In the article below on San Juan County's 2018 budget, how much did the county pledge to finance the shell of the new Exchange building?

### GIVEN PASSAGE

* * *

San Juan County Council Councilman Rick Hughes says it’s been a significant revenue year for the islands. The county just finalized its 2018 budget, which totals $70 million.
“We are very fortunate compared to other counties in the state,” he said. “For the first time ever, sales tax revenue exceeded property tax revenue. We have $35 to $40 million in revenue in funds like the land bank and lodging tax and our cash reserve fund is at $1.6 million. It was $85,000 when was I was first elected to the council … we also have low debt and being on state insurance for our employees has lowered costs as well.”
Hughes said 2017 was a “big year” for public works projects on Orcas, most notably the park and ride at the ferry terminal. It officially opened on Oct. 31. In April 2017, San Juan County signed a 25-year lease with the Washington State Department of Transportation, allowing the usage of a 5.32-acre property where park and ride was built. The lease can then be renewed twice for 10-year periods. The state was only willing to allow the lease of the land free of charge as long as there is no charge for parking. WSDOT also granted the county a $760,000 grant to construct the park and ride. The county allocated $710,000 toward the project. The purpose of the park and ride is to move parking from Orcas Road to a new designated parking lot. About 20 parking spots are currently open and will be available throughout the winter. The rest of the approximately 80 car lot will be opened in spring once a fog seal and parking stops are laid.
The county also completed the Deer Harbor Bridge replacement in early March. The wooden bridge, built in 1971, was replaced by a longer and wider version that not only addressed safety concerns but restored the estuary to assist salmon in the area. The project totaled $3.2 million and was primarily funded by a $2.4 million grant from the state department of transportation. The rest came from the county road fund.
Hughes is also proud of helping to get the Exchange back up and running. The reuse facility reopened on Nov. 24 after burning to the ground four years previously. In October 2016, the county agreed to build the “shell” of the new Exchange building — a pole-frame, metal structure — while leaving all the interior build-out, including utilities, to Orcas Recycling Services. The county pledged up to $600,000 to finance the shell project.

* * *

### DATASET EXCERPTS
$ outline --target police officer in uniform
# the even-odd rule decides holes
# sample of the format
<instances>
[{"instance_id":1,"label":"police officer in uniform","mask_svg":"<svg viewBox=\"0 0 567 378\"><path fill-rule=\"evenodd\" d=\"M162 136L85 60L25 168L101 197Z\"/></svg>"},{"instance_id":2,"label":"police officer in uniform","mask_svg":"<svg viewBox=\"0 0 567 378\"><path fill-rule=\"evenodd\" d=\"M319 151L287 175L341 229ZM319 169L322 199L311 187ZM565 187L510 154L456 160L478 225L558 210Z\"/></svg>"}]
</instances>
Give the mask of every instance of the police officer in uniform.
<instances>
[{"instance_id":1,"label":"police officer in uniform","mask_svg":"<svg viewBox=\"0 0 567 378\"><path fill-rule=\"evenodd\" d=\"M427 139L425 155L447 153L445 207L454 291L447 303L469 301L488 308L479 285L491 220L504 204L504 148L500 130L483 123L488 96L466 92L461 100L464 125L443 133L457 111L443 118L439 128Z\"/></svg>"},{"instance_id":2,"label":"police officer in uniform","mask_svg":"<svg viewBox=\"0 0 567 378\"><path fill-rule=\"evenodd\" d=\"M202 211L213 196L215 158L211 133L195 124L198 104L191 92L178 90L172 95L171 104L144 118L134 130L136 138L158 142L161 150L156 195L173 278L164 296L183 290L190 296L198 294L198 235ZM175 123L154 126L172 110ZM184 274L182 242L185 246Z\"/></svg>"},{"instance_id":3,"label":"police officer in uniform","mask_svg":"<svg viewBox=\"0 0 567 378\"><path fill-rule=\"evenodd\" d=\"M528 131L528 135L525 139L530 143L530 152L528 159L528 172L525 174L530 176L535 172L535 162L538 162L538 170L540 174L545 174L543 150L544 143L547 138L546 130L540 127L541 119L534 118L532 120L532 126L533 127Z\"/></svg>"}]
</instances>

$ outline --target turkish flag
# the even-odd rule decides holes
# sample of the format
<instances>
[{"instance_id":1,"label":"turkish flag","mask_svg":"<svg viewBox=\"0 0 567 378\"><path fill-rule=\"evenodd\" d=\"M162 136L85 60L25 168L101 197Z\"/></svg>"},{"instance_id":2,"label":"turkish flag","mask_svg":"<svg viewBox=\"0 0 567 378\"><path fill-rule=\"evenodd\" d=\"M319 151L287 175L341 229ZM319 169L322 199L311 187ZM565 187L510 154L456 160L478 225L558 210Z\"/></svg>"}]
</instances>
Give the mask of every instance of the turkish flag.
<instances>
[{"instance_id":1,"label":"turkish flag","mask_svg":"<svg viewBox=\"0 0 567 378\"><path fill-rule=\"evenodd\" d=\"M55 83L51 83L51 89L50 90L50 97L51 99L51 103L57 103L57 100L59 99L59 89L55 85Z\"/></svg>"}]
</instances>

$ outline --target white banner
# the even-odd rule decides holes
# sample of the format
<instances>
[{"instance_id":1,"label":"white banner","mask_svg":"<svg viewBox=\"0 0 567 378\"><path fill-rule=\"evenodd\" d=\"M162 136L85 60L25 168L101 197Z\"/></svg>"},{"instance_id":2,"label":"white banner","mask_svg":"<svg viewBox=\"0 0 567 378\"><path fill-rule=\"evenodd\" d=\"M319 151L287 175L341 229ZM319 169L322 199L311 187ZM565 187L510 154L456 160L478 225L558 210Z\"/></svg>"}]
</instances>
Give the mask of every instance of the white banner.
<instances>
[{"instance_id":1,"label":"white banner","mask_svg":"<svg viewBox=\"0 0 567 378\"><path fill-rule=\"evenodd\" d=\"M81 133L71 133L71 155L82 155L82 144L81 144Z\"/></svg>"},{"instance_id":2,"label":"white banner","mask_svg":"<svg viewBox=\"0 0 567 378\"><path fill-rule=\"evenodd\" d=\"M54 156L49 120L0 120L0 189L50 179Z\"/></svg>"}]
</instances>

* * *

### RESPONSE TO THIS TASK
Up to $600,000.